▶ _Aim of the exercise_: Retype the passage from the text about Tulsa deputy mayor Brown word for word, starting at "Before her time" and ending at "Mayor G.T. Bynum.".

▶ _Given text_:
------------------------

To a crowd of hopeful new graduates, she offered insightful advice: “Do not rob the world of your gifts by keeping them to yourself. Always remember that having talent and an education doesn’t place you above the world, it makes you responsible for it.”
Brown decided to attend law school while she was a city council aide for Mayor G.T Bynum, who at the time, served as a city councilor for Tulsa’s ninth district. “I very deliberately decided to go to law school, and knew I wanted to be at The University of Tulsa,” Brown said. “The primary reason for choosing TU was because I wanted to invest in this community.”
Her law degree has allowed her to connect with many different Tulsans over the past year, from celebrating corporate anniversaries to tapping the first keg at Tulsa’s Oktoberfest. “One of the most meaningful moments was getting to address our newest Tulsa police officers at their academy graduation,” she explained. “It is inspiring to hear them recite their oath of office in unison, swearing to protect the rights, lives and property of others with their lives if need be. That is the pinnacle of public service.”
Before her time with the city council, Brown served as an aide for former Mayor Kathy Taylor. Bynum was elected mayor in 2016, and Brown was named his deputy chief of staff when he took office. She was appointed deputy mayor in January 2019. Brown’s responsibilities as deputy mayor include overseeing the city’s administrative and public safety support divisions, serving on the pension board, and playing a key role in behavioral health and criminal justice issues on behalf of Mayor G.T. Bynum.

------------------------

▶ _Supplied data_:
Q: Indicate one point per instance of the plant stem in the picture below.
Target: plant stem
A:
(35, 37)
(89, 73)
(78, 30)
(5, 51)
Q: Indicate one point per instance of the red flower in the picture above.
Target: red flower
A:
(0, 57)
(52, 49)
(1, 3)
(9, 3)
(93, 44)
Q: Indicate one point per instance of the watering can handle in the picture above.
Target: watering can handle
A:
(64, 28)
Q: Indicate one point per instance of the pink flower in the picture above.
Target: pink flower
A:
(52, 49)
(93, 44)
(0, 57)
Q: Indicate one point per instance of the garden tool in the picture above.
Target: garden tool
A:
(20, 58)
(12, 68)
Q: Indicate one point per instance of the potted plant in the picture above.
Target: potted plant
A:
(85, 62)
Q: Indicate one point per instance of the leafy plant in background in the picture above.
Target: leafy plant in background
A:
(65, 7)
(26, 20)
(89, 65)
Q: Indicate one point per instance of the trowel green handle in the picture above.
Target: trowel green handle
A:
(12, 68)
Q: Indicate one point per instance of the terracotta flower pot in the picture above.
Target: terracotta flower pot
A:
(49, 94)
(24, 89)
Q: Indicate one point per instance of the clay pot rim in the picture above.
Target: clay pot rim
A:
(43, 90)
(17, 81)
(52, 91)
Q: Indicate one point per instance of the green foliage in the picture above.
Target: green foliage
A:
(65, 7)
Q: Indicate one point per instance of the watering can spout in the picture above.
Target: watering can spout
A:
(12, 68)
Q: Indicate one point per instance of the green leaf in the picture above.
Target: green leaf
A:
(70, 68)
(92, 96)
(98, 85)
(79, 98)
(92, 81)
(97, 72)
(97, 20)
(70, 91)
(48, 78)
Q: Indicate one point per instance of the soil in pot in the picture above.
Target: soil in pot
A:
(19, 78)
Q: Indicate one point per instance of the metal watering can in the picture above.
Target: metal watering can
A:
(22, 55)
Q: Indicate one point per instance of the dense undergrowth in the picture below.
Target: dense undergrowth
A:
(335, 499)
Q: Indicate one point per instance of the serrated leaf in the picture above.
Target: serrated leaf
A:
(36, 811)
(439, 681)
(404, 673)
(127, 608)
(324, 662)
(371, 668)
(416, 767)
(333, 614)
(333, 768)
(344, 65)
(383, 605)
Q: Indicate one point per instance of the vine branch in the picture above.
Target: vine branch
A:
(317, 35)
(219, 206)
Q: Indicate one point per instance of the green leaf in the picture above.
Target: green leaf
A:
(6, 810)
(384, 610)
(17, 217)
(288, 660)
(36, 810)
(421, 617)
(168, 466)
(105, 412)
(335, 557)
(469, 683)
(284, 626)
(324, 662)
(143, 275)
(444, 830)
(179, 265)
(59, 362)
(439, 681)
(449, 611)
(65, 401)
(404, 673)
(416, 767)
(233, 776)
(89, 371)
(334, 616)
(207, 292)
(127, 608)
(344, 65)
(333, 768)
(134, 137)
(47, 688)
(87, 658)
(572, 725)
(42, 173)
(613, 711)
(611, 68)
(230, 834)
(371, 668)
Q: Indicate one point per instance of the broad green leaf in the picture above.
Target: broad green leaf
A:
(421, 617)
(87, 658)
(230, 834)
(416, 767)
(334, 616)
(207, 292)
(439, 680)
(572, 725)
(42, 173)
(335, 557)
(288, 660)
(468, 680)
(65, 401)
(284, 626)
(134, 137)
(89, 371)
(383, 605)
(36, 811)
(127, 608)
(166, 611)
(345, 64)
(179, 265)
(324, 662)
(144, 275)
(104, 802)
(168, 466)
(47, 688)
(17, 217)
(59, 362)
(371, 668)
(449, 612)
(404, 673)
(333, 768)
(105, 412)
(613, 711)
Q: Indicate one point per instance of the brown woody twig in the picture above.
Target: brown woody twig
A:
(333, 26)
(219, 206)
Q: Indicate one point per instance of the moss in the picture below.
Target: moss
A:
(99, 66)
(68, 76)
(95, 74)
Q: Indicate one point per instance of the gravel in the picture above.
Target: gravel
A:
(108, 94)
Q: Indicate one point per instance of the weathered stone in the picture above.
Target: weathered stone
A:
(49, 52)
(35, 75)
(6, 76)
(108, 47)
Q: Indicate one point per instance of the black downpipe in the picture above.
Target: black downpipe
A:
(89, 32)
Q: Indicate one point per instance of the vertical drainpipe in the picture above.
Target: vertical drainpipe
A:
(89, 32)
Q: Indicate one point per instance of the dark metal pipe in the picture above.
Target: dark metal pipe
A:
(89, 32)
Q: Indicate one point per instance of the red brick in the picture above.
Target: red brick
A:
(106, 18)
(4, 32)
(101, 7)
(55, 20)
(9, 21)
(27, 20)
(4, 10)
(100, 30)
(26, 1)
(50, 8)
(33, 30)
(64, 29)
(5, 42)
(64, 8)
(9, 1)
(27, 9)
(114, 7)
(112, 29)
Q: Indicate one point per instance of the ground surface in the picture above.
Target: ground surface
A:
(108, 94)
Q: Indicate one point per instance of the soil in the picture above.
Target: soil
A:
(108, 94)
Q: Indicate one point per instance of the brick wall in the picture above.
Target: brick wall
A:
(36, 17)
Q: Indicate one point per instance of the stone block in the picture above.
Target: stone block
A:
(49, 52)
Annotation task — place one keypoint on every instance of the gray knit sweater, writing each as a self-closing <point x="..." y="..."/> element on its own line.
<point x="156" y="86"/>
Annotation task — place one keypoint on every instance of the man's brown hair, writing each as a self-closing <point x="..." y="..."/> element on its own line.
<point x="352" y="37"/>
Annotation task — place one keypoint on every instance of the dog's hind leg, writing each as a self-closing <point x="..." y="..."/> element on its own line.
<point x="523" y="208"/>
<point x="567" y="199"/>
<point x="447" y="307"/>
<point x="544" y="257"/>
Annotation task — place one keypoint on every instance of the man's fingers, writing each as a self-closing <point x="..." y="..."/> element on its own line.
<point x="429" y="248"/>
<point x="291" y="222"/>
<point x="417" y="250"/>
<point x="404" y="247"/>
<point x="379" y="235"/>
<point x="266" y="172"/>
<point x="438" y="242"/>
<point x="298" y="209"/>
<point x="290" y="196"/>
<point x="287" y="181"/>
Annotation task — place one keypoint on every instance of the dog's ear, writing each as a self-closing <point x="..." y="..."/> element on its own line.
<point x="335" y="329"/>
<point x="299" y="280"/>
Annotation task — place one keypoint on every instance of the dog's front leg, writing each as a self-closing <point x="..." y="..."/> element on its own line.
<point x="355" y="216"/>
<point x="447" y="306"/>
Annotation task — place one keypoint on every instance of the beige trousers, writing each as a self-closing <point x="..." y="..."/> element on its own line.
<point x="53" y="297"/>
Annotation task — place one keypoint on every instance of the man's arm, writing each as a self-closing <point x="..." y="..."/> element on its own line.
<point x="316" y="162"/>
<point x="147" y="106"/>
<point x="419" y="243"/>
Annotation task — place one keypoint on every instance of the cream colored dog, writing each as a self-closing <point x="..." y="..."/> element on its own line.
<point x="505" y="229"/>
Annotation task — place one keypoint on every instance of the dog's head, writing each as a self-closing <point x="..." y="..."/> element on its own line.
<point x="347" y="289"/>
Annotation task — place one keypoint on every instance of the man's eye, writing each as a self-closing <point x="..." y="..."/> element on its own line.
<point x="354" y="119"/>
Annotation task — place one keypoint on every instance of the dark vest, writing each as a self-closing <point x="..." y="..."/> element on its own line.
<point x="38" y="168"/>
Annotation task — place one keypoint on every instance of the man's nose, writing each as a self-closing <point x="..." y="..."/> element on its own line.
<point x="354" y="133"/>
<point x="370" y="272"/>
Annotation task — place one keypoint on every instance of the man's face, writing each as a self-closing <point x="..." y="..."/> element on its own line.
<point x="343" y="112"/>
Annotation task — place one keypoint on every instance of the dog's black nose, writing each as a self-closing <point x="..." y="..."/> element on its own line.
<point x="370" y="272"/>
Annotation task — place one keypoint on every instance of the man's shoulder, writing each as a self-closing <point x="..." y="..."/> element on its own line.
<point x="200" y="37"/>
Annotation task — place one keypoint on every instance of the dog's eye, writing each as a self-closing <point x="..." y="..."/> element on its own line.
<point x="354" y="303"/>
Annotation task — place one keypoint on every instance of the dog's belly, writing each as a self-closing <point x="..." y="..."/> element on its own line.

------------------------

▶ _Task solution_:
Before her time with the city council, Brown served as an aide for former Mayor Kathy Taylor. Bynum was elected mayor in 2016, and Brown was named his deputy chief of staff when he took office. She was appointed deputy mayor in January 2019. Brown’s responsibilities as deputy mayor include overseeing the city’s administrative and public safety support divisions, serving on the pension board, and playing a key role in behavioral health and criminal justice issues on behalf of Mayor G.T. Bynum.